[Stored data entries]
----

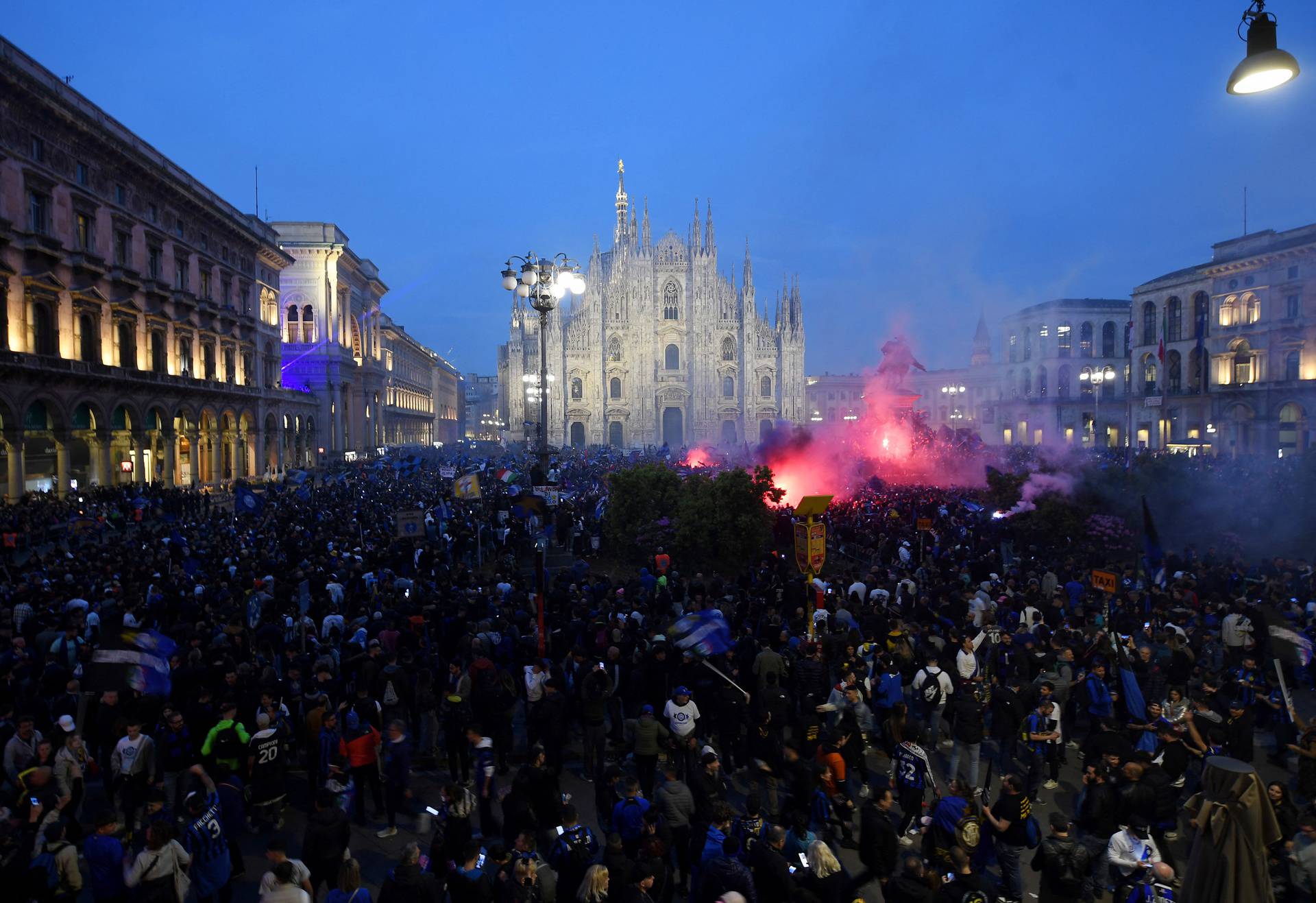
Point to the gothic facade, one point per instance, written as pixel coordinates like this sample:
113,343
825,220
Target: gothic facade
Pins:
662,348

----

BRIEF – Your copy should match the entries above exactly and contain no pictures.

WRITTEN SOLUTION –
Point to the gothic facade, one point per instance, written as pixel coordinates like this sample:
113,343
825,220
Target: gothic facade
Pins:
662,348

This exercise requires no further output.